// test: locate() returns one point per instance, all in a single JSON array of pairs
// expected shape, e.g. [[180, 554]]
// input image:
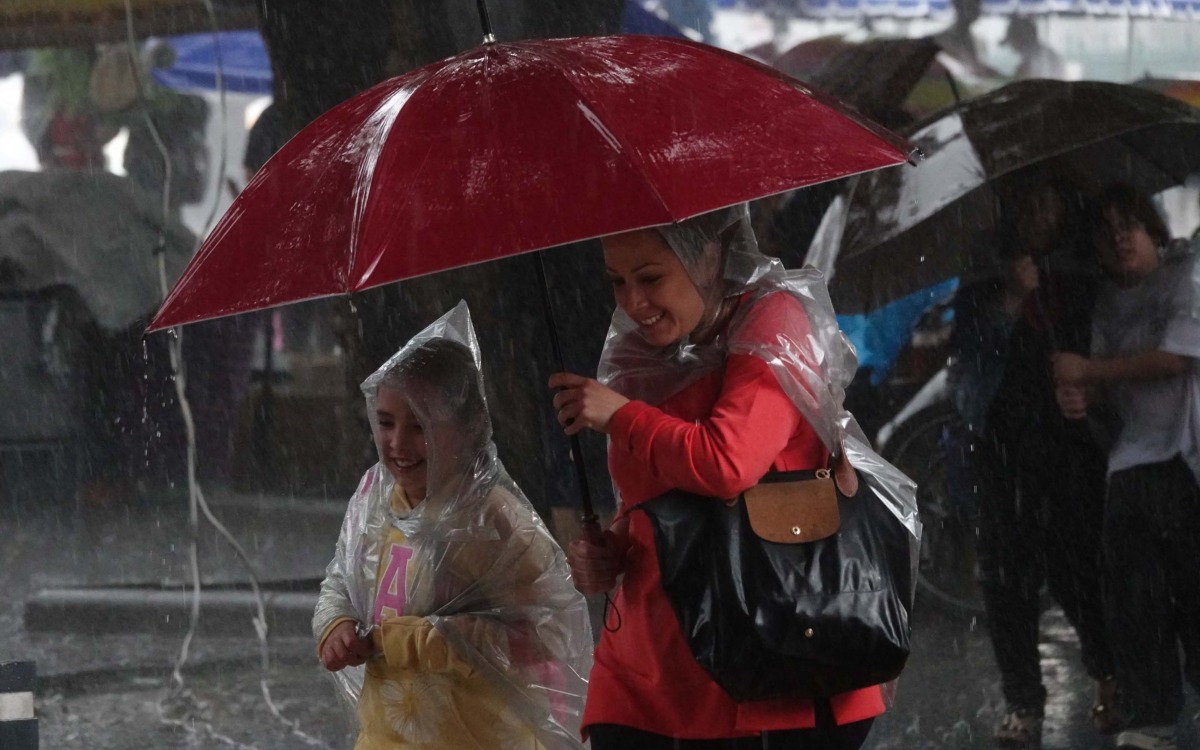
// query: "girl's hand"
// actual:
[[597, 563], [1071, 369], [583, 403], [345, 648], [1072, 401]]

- - - - -

WRITTEN PROBLEM:
Rewrite the items above, replacing "input image" with "source image" and leaving everything else unchanged. Omit the pictures from your version.

THE COMPLETED TASK:
// test: locate() returns one point per instance, all in a single JSON array of pairs
// expected shape, e.g. [[180, 554]]
// source image:
// query: "girl's hand"
// actual:
[[597, 563], [1071, 369], [583, 403], [345, 648], [1072, 401]]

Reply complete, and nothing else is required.